> **What you have to do**: Please keep the images out and set down the data exactly as given.

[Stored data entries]
╭──

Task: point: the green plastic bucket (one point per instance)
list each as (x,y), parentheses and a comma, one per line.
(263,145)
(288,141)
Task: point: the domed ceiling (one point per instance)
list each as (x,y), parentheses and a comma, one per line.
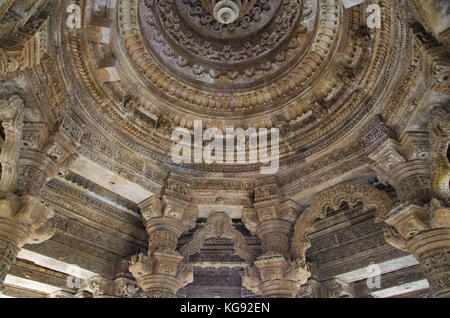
(308,67)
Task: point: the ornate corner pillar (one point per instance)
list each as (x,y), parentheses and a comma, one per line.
(274,274)
(25,169)
(4,6)
(420,222)
(23,217)
(162,272)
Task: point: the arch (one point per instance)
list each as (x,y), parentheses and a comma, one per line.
(219,225)
(331,199)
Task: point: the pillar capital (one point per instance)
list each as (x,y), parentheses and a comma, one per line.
(162,274)
(275,276)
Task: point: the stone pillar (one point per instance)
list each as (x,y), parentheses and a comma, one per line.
(161,272)
(424,231)
(273,273)
(4,6)
(420,222)
(23,220)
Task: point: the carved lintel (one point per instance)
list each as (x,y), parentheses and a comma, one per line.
(219,224)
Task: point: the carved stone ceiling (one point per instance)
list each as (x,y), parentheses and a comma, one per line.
(308,67)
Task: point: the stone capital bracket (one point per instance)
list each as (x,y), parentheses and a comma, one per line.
(274,276)
(101,287)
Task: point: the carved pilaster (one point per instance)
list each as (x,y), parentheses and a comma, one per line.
(439,130)
(273,273)
(4,6)
(405,166)
(161,273)
(11,118)
(23,220)
(25,48)
(420,223)
(424,231)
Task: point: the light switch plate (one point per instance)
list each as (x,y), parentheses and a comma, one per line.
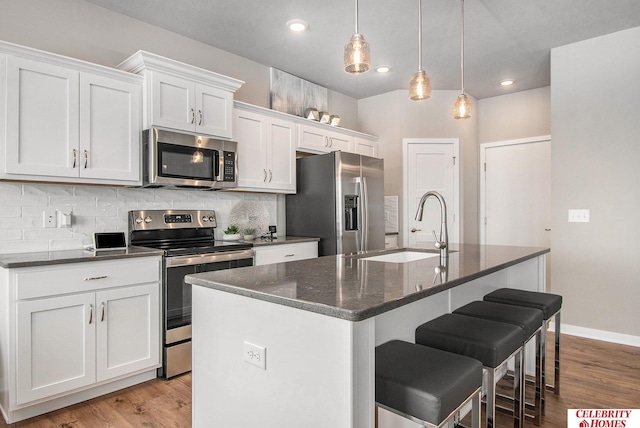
(579,216)
(255,354)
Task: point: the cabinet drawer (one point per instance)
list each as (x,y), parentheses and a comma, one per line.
(285,253)
(78,277)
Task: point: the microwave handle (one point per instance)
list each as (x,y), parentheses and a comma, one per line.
(219,165)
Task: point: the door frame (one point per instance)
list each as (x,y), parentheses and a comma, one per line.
(454,208)
(483,173)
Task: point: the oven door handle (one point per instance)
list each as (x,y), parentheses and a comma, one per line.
(197,259)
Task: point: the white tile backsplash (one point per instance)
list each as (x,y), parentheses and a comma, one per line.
(98,209)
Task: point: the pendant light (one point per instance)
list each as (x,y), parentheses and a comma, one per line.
(462,106)
(420,86)
(357,56)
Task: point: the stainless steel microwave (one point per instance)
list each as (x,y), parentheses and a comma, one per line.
(179,159)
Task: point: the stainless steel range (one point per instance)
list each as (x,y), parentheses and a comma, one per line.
(187,238)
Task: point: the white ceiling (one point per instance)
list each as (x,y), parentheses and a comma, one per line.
(503,38)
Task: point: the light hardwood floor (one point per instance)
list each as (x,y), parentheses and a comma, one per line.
(594,374)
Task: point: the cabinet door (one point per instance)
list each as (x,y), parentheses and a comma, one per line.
(173,102)
(366,147)
(340,142)
(42,119)
(55,345)
(213,111)
(250,133)
(281,158)
(109,129)
(128,330)
(312,139)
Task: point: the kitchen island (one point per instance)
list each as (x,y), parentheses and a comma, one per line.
(319,322)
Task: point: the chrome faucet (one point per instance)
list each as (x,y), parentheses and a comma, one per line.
(442,242)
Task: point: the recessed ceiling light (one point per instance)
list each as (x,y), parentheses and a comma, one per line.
(297,25)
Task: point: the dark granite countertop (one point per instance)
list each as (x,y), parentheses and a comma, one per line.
(354,288)
(42,258)
(282,240)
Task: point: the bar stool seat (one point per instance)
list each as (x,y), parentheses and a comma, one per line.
(550,305)
(492,343)
(530,320)
(426,385)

╰──

> **Completed exercise**:
Task: point: the green plastic bucket (one point per instance)
list each as (x,y), parentheses and a comma, one per line.
(263,145)
(288,141)
Task: point: the domed ceiling (one point per instance)
list each as (x,y), parentheses and a comma, one per line.
(308,67)
Task: point: the ornate corner pillar (one point per instance)
list each as (x,y), parentheses and a comma, one per line.
(274,274)
(25,169)
(4,6)
(420,222)
(23,217)
(162,272)
Task: point: the arch (one point per instance)
list each as (x,y), parentheses and a comma, one per line.
(219,225)
(331,199)
Task: point: the pillar capital (one point per instance)
list each as (x,y), parentheses and a comma, one per line.
(162,274)
(275,276)
Task: point: the stone pillar (one point per instance)
list each as (x,y), parentheses and a comma, one per line.
(161,272)
(424,231)
(273,273)
(4,6)
(420,222)
(23,220)
Task: point: the carved lintel (one point per instance)
list each as (x,y), parentheses and a comma, one per line.
(219,224)
Task: point: the carved stone ceiling (one point per instance)
list each as (x,y), parentheses and a comma, one per line.
(308,67)
Task: point: the stone capital bracket (one point per instance)
list each as (x,y), parentheses and a comma, one per line.
(274,276)
(101,287)
Task: point: the carved pilaster (one point per instance)
list each as (x,y), parentheses and a comma, one per line.
(439,130)
(273,273)
(4,6)
(405,166)
(161,273)
(11,118)
(23,220)
(25,48)
(420,223)
(424,231)
Task: point: the light switch plate (one point per instance)
list each as (x,y), parentheses and a comma, one per line.
(579,216)
(255,354)
Task: point: the cabinet drawer (one point per instance)
list each as (x,y), parentheses and a comma, one per line.
(285,253)
(78,277)
Task: point: the microwave handle (one point per instance)
list each as (x,y), parentheses and a comma, one per line.
(219,165)
Task: point: the door frame (one point per instance)
list each as (x,y), parentheses and a comma, one per line.
(454,208)
(483,173)
Task: point: the oven door handle (one point per instance)
list each as (x,y), parentheses and a comma, one per line.
(197,259)
Task: point: the white tile backsplash (one point per instance)
list each as (x,y), parentheses and a comma, one per line.
(98,209)
Task: point: the pendant light (one point per instance)
list each as (x,y), parentheses and a comma, one per line.
(462,106)
(420,86)
(357,56)
Task: point: the stainless steel microwave (one point per instance)
list each as (x,y), parentheses and a comma, one per line.
(179,159)
Task: point: the stainless steel range (one point per instance)
list each as (x,y), parentheses and a comma, one per line.
(187,238)
Task: point: the white ceiling (one point per instance)
list each as (x,y), parentheses and a comma, one per line.
(503,38)
Task: point: the light hardwood floor (one point per instance)
list each as (x,y), parentheses and a comma, one per line.
(594,374)
Task: point: the cabinet door (one point per instance)
list each as (x,y), parentheses and a comma, one per line.
(173,102)
(366,147)
(340,142)
(42,119)
(55,345)
(213,111)
(250,133)
(281,158)
(109,129)
(128,330)
(312,139)
Task: point: the kitchen island (one point per instance)
list each as (x,y), parentheses and a comma, one per line.
(319,322)
Task: point: the chrome faucet (one point per instance)
list each as (x,y), parentheses and a comma, one per line.
(442,242)
Task: point: the recessed ceiling light (one point per instance)
list each as (x,y), parentheses and a comma, one per line.
(297,25)
Task: point: the dark granite countertop (one point per instance)
list each as (x,y), parentheses and a comma, one per line.
(354,288)
(42,258)
(282,240)
Task: point: the bar stool seat (one point per instance)
list each as (x,y), parentheses and a comma, one per line.
(550,305)
(492,343)
(530,320)
(426,385)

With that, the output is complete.